TASK DESCRIPTION =
Could you write out these lines again, swapping "concrete pavement slab" for "paving stone" and keeping everything else as it is?

==================================================

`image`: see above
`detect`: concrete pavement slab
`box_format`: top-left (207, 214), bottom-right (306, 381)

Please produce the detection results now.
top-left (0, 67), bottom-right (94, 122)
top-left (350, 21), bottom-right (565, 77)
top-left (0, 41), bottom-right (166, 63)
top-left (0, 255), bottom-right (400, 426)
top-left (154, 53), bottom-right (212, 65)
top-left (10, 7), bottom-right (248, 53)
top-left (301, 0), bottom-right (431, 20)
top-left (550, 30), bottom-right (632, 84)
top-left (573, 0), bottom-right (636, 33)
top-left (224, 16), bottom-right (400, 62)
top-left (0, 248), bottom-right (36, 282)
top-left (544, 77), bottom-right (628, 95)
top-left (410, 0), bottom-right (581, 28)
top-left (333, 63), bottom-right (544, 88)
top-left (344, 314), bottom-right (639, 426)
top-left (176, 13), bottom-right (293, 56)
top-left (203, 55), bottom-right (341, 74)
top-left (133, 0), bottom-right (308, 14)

==================================================

TASK SOLUTION =
`image`: see above
`detect`: paving stone
`box_format`: top-left (207, 214), bottom-right (306, 381)

Please produce the detection results now.
top-left (0, 67), bottom-right (94, 122)
top-left (350, 21), bottom-right (565, 77)
top-left (0, 41), bottom-right (166, 63)
top-left (0, 255), bottom-right (400, 426)
top-left (154, 53), bottom-right (212, 65)
top-left (10, 7), bottom-right (248, 53)
top-left (301, 0), bottom-right (431, 20)
top-left (550, 30), bottom-right (632, 84)
top-left (573, 0), bottom-right (636, 33)
top-left (224, 16), bottom-right (400, 62)
top-left (0, 248), bottom-right (36, 282)
top-left (544, 77), bottom-right (628, 95)
top-left (410, 0), bottom-right (581, 28)
top-left (333, 63), bottom-right (544, 88)
top-left (344, 314), bottom-right (639, 426)
top-left (176, 13), bottom-right (293, 56)
top-left (203, 55), bottom-right (341, 74)
top-left (133, 0), bottom-right (308, 14)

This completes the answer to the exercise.